To do. Could you write out every record below exactly, leaving out any pictures?

.....

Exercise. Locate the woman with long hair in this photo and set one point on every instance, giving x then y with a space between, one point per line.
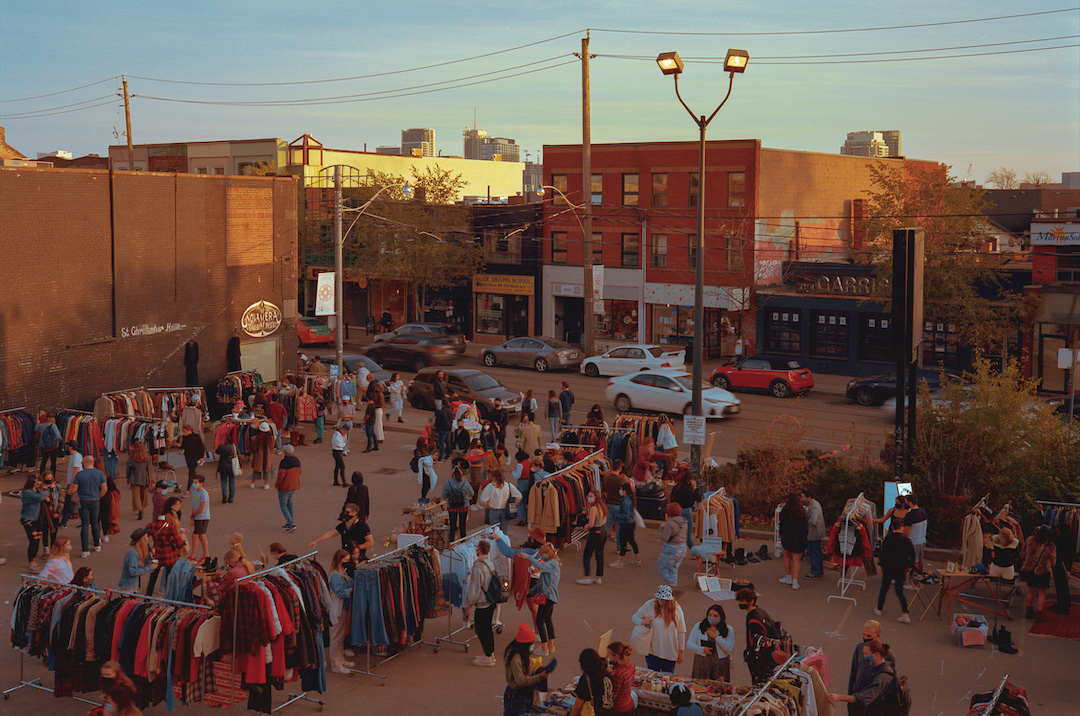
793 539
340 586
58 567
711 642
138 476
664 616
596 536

.....

Completed task.
Exercise. Locate the woman with long hair in this photo and set one point on every instance, giving x then y with a space between, one point per line.
793 539
340 586
58 567
711 642
138 476
664 616
596 536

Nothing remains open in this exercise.